# Passage to read

[Start of section]

North Korea Conducts Short Range Missile Test, Is A 4th of July Missile Test Next?

If anyone cares, North Korea just fired off some short range missiles into the Yellow Sea:

North Korea test-fired four short-range missiles into the East Sea on Thursday.

The Defense Ministry said North Korea fired the first missile at around 5:20 p.m. and the second one at 6:00 p.m. from its launch base in Sinsang-ri, south of Hamheung City in Hamgyeong Province. They were followed by two more at 7:50 and 9:20 p.m.

A ministry official said the missiles are presumed to be KN-01 antiship missiles with a maximum range of 120 to 160 kilometers, and that they flew over 100 kilometers. The official says the KN-01 is presumed to be a modified version of the North’s Silkworm (CSS-C-2) missile with a range of 83 to 95 kilometers.

The ministry suspects the missile launches may be part of a routine military exercise, but did not rule out the possibility that they were a show of force amid heightened tensions on the Korean Peninsula.  [KBS Global]

Now does this mean that the North Koreans are conducting these missile tests in preparation for a larger missile test as reported on the 4th of July? It is important to keep in mind that the Silkworm missile is not a tactical ballistic missile that is a threat to strike North Korea’s neighbors.  You can see the specifications of the Silkworm missile here.

[End of section]

# Try it
In the article on North Korea's missile test, from which launch base were the missiles fired? The rows that follow come from a separate source.

# Material shown
[Start of section]

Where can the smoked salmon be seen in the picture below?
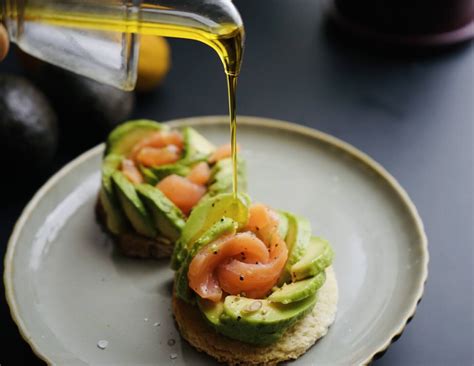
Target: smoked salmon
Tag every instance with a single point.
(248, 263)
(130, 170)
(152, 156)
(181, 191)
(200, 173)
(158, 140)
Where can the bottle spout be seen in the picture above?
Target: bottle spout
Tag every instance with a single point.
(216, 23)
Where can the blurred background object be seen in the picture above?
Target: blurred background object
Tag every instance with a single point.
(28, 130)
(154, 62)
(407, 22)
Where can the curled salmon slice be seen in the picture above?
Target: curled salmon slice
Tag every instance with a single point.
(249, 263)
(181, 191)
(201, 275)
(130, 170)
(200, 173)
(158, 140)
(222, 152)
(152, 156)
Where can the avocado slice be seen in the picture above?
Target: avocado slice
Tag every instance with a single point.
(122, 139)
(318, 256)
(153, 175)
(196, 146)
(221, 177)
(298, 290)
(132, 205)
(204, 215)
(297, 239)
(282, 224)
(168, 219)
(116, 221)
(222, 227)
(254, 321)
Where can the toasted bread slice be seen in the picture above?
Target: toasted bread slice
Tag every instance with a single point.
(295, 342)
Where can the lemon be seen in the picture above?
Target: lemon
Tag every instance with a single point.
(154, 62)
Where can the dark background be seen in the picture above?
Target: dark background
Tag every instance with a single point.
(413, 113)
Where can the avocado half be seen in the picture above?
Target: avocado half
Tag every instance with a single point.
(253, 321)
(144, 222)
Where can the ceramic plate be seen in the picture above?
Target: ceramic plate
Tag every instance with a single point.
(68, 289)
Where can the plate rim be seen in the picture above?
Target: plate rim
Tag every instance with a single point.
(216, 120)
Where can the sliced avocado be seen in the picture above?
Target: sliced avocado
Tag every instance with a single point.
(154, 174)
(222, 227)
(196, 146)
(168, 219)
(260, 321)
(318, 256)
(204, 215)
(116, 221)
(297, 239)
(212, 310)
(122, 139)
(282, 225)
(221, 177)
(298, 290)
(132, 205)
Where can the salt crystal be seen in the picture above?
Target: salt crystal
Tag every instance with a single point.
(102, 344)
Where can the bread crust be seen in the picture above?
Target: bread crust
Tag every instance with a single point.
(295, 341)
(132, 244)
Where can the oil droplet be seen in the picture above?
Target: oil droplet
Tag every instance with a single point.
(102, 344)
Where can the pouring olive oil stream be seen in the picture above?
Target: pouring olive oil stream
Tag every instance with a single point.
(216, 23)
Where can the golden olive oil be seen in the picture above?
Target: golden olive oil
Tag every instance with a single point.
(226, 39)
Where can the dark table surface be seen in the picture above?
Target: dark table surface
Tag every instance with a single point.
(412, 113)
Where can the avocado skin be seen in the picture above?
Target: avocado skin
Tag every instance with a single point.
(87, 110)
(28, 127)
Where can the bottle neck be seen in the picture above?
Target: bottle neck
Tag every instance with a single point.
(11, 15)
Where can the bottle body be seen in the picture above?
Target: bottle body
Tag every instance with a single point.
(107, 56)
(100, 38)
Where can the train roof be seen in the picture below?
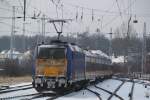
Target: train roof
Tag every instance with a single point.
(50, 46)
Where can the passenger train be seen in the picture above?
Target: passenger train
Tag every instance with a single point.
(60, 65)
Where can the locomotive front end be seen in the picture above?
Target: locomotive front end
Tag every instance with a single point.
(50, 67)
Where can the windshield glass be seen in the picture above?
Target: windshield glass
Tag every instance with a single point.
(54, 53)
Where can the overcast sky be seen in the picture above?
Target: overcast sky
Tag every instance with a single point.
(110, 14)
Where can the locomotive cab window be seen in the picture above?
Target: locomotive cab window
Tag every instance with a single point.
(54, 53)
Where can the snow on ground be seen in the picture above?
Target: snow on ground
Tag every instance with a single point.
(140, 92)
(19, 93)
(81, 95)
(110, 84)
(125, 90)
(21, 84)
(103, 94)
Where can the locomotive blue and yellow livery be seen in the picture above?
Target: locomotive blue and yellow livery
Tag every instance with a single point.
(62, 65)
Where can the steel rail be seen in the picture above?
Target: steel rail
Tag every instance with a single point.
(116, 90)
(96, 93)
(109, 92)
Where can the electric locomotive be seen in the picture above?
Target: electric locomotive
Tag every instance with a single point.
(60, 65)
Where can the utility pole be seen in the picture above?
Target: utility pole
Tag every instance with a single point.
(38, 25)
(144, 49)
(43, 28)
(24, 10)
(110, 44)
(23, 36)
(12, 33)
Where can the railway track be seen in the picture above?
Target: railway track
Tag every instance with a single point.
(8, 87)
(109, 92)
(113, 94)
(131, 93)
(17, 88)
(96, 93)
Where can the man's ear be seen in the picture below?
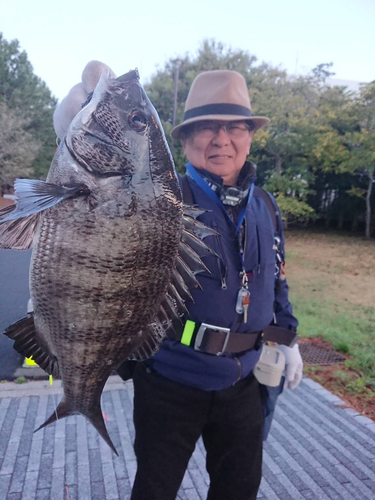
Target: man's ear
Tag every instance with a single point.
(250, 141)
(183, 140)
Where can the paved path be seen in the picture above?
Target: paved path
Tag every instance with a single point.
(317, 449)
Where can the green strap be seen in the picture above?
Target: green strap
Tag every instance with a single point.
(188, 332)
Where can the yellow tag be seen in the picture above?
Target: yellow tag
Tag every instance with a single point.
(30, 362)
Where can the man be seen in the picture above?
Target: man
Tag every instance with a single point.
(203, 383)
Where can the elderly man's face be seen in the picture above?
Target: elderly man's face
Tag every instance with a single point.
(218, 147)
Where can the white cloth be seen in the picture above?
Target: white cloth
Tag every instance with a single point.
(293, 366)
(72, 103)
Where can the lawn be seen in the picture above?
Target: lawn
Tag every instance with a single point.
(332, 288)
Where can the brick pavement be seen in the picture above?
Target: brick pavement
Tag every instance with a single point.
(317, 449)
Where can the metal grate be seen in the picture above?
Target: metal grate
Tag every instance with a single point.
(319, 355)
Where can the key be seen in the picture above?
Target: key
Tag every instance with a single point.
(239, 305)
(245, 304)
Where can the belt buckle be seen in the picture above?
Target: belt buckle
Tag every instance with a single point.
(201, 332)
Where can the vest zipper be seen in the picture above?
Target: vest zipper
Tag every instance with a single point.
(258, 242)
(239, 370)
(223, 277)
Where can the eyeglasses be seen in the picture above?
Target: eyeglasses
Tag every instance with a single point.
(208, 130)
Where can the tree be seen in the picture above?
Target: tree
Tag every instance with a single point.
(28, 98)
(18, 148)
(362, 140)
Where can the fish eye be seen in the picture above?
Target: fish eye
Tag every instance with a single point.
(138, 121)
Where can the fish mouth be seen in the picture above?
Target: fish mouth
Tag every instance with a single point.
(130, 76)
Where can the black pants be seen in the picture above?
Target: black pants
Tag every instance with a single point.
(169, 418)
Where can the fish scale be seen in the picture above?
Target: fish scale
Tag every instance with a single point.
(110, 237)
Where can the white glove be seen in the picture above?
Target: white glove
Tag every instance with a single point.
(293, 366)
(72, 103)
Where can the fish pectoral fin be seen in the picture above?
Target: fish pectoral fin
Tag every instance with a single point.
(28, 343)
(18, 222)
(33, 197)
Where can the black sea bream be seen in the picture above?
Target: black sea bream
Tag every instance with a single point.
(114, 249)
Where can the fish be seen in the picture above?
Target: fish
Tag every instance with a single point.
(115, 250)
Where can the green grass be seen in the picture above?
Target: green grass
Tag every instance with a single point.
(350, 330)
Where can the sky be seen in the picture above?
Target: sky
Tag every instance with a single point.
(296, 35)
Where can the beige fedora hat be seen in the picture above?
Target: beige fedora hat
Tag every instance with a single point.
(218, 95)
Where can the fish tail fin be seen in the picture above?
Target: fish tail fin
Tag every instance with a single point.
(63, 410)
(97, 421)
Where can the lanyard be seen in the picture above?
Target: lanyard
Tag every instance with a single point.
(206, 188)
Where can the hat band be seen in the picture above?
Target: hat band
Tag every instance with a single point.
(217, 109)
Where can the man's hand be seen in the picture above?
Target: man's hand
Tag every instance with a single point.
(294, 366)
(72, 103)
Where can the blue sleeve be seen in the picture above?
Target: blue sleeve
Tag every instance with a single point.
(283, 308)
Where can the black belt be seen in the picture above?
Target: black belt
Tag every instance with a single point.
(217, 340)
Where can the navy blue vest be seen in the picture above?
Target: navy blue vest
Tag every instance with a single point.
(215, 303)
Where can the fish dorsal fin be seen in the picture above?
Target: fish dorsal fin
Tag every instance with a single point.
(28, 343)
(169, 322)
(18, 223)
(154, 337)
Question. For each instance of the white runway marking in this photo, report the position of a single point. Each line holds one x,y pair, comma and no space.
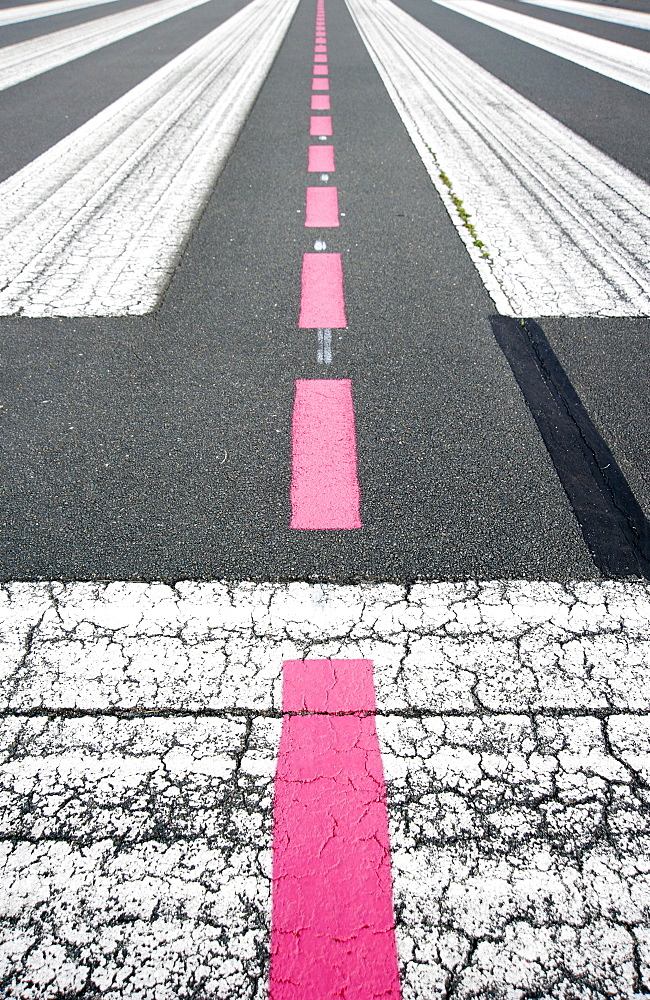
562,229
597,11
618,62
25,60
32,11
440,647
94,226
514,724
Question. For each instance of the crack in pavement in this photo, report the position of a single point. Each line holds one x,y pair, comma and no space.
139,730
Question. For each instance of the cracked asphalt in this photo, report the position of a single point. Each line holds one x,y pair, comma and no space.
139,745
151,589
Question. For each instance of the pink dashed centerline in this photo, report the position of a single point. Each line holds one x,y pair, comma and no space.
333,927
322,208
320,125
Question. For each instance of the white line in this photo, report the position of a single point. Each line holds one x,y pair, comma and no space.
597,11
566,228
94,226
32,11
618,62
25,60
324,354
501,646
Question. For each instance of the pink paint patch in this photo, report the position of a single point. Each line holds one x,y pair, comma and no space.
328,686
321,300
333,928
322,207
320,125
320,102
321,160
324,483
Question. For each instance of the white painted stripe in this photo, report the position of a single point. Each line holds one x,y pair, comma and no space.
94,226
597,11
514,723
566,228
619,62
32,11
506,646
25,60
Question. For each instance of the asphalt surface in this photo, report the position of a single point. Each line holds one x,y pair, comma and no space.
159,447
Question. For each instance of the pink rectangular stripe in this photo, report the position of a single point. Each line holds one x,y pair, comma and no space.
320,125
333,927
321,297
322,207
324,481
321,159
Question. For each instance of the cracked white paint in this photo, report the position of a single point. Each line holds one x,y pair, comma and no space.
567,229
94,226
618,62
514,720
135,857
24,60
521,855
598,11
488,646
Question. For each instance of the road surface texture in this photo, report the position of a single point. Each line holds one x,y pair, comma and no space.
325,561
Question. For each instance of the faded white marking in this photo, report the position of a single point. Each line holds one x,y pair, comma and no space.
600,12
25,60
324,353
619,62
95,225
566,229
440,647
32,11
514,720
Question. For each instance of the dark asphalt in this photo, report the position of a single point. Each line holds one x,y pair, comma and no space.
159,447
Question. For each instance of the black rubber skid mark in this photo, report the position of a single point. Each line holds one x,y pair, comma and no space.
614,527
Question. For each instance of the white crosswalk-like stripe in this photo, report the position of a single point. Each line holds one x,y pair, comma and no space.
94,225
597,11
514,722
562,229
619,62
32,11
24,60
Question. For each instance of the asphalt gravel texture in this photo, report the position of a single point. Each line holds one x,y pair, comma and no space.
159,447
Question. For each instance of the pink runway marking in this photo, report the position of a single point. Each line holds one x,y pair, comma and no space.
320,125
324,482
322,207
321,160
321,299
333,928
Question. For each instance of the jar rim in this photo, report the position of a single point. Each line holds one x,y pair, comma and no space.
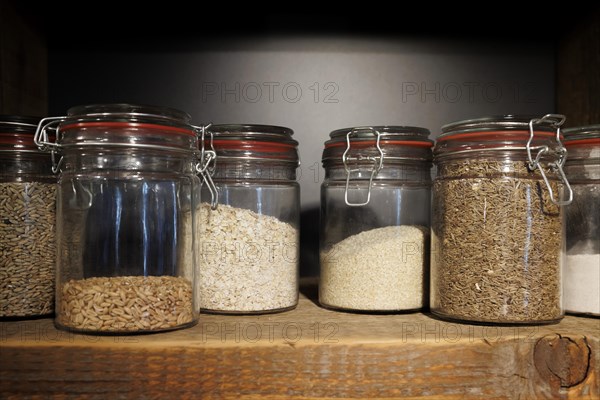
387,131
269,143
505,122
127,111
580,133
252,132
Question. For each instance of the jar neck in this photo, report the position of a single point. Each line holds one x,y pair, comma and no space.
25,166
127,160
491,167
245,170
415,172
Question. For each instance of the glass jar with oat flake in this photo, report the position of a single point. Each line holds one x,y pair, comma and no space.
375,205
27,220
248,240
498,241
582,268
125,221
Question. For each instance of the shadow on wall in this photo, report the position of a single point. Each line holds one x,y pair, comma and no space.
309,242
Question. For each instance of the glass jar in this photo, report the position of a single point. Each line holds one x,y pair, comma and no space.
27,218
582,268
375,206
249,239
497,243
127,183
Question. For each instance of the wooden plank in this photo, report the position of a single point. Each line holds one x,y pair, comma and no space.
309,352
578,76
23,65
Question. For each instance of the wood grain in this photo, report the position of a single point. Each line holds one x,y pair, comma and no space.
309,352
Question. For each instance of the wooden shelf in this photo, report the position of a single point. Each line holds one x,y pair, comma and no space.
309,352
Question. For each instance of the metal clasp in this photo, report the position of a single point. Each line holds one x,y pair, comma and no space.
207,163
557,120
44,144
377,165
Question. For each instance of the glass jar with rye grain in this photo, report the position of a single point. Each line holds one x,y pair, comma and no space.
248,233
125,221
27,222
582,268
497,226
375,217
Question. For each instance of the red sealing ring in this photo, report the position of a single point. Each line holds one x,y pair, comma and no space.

[End of section]

# Answer to the exercise
They were fired from the launch base in Sinsang-ri, south of Hamheung City in Hamgyeong Province.